> **Text block**:
*-*-*

The open-eye formation in the ladle when the slag layer thickness was reduced to 25 cm for argon flow rates of 200, 400 and 500 NL/min is displayed in Figure 12 and Figure 13. At argon flow rates of 200 and 400 NL/min, the open-eye formation follows the same trend as in the case of 40cm slag layer thickness, but with an increase in open-eye size. At a flow rate of 200 NL/min, the open-eye area enlarges to 1.08 m2 (relative area of 15.9%) in experimental results and to 0.95 m2 (relative area of 14.0%) through simulations when the slag layer height was decreased from 40 cm to 25 cm. In addition, at a flow rate of 400 NL/min, the open-eye area increases to 1.82 m2 (relative area of 26.8%) in experimental results to 1.89 m2 (relative area of 27.9%) through simulations. At a higher argon flow rate of 500 NL/min, the open-eye formation follows the same trend as in the case with a slag layer height of 40 cm, but the open-eye size is very large and there is a large deformation of the slag layer both near the open-eye position and far from it. The size of the open-eye is almost half of the ladle surface cross-sectional area. The results indicate that, the higher argon flow rates leads to the formation of larger open-eyes, and at high flow rates if the slag layer thickness is lower it may result in the generation of a fluctuating open-eye. Emulsification of slag into steel was found to be more aggressive compared to cases with gas flow rates of 200 and 400 NL/min.

3.4. Summary of Open-Eye Area for Different Argon Flow Rates and Slag Layer Heights

Table 2 presents the summary of all the experimental and simulation results of open-eye areas for enlargement of flow rates from 200 to 500 NL/min and the slag layer height from 25 to 55 cm.
Overall, the open-eye area increases with elevation in flow rate and decreases with elevation in the slag layer height in experiments, while the same trend in also followed in the simulations. The low gas flow rate of 200 NL/min was not able to break the slag layer and generate an open-eye for a high slag layer height of 55 cm. The open-eye tended to be more dynamic when the ladle was operated with a high flow rate of 500 NL/min and a low slag layer height of 25 cm was used.

*-*-*

> **Information shown**:
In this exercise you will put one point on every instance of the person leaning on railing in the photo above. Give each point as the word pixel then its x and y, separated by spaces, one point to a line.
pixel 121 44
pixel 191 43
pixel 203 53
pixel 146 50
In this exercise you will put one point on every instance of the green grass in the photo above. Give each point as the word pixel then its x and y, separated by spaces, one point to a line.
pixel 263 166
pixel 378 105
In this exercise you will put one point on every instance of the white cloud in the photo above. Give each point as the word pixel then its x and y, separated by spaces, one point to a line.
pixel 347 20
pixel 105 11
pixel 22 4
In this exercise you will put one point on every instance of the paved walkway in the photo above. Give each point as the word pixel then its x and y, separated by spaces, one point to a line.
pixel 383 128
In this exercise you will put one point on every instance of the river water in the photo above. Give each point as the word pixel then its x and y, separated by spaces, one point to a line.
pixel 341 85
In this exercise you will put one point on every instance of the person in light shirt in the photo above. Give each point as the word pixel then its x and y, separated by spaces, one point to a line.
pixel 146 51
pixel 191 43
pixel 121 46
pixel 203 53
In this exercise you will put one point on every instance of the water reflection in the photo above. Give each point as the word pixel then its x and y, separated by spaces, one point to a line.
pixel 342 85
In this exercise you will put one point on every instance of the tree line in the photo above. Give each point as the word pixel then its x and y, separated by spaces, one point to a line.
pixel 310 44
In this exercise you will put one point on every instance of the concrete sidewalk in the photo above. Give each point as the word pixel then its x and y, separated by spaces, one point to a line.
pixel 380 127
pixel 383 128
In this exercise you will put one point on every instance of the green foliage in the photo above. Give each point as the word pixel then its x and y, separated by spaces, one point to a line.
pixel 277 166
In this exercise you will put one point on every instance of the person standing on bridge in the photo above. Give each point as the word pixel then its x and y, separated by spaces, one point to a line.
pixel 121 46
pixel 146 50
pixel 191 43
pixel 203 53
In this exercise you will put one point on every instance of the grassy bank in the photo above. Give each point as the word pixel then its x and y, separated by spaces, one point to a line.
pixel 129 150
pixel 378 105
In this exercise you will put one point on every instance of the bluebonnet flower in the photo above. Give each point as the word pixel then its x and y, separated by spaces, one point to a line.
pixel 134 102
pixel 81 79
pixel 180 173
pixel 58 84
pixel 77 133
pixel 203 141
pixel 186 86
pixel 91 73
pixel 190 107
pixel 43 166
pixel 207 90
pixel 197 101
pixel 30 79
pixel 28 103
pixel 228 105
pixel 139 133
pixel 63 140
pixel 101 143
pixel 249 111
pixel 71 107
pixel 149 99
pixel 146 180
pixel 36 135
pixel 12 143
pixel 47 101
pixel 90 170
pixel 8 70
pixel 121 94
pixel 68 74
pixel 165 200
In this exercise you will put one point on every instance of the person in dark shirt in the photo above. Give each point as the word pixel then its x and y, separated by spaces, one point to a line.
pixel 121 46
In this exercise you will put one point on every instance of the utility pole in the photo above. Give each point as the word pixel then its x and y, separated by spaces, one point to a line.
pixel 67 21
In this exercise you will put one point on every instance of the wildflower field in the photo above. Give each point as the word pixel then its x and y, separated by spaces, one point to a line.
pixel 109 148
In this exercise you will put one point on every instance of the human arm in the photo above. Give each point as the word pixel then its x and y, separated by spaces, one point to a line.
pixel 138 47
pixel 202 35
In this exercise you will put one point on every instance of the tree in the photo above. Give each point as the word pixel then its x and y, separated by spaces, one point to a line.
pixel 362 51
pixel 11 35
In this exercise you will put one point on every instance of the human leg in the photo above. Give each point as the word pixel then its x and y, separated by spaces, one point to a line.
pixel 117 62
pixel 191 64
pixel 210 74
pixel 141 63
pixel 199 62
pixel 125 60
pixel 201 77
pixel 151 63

*-*-*

> **Task instructions**:
Transcribe the ladle open-eye text from "3.4. Summary of" to "25 to 55 cm.".

> **Solution**:
3.4. Summary of Open-Eye Area for Different Argon Flow Rates and Slag Layer Heights

Table 2 presents the summary of all the experimental and simulation results of open-eye areas for enlargement of flow rates from 200 to 500 NL/min and the slag layer height from 25 to 55 cm.